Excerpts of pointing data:
----
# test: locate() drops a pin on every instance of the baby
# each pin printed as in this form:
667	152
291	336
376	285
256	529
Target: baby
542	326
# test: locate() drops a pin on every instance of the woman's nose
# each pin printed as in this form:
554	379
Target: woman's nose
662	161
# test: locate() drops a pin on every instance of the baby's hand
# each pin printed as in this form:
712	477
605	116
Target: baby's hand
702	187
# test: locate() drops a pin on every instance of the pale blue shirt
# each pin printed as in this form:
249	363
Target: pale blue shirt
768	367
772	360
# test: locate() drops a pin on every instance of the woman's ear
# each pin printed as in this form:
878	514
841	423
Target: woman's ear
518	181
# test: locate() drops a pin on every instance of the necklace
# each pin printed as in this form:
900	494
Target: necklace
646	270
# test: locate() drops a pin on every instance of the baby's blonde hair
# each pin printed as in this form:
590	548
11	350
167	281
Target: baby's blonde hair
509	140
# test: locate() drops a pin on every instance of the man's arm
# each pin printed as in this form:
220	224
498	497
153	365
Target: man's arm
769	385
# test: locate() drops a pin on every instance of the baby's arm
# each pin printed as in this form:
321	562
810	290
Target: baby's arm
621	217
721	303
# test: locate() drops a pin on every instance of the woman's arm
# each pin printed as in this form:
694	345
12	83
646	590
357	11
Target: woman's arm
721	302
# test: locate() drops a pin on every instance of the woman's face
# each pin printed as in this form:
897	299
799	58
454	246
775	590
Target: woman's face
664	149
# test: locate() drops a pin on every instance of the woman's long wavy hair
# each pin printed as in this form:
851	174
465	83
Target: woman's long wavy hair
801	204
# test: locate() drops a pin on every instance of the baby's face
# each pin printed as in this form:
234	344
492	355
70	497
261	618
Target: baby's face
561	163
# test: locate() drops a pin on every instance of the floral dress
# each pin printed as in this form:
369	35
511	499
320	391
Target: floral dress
----
- Prompt:
Copy these records line for line, changing nothing.

- The completed task:
# test: locate() drops a pin on every instance of the baby
# each pin printed as in this form:
667	152
291	336
376	285
256	529
Target: baby
542	326
# test: locate() drops a pin on every instance of the woman's nose
# each pin printed as in this form:
554	379
Target: woman's nose
662	161
# test: locate() drops a pin on every instance of the baby's hand
# each pin printed as in this form:
712	477
605	116
Target: baby's hand
702	187
# test: locate() drops a pin on every instance of the pale blue shirt
# each pin printed as in this form:
249	363
Target: pale blue shirt
768	367
772	360
# test: locate() drops a pin on every instance of the woman's ear
# each pin printed as in this form:
878	514
841	423
Target: woman's ear
518	181
# test: locate() drops a pin on every instance of the necklace
# each pin printed as in this form:
900	494
Target: necklace
646	270
# test: locate() drops a pin on every instance of the baby's blonde hair
# each pin printed as in this form:
590	548
11	350
167	281
Target: baby's blonde hair
509	140
# test: locate() drops a pin on every instance of the man's arm
# each pin printed as in this form:
220	224
498	497
153	365
Target: man's arm
769	385
# test: locate() drops a pin on every instance of the baby's arm
# each pin printed as in this form:
321	562
810	290
Target: baby's arm
621	217
721	303
# test: locate() drops a pin on every instance of the woman's arm
# each pin printed as in this form:
694	345
12	83
646	590
357	11
Target: woman's arm
721	302
# test: locate() drops a pin on every instance of the woman's face
# each pin printed as in this form:
897	299
799	58
454	246
775	590
Target: woman's face
664	149
# test: locate() drops a pin on every instance of the woman's long wavy hair
# each pin printed as in this form:
851	174
465	83
Target: woman's long wavy hair
801	204
# test: locate() drops a pin on every instance of the baby's face
# each pin printed as in this form:
234	344
492	355
70	497
261	618
Target: baby's face
561	163
# test: locate() drops a pin on every instance of the floral dress
# each pin printed as in this form:
369	35
511	499
320	391
Target: floral dress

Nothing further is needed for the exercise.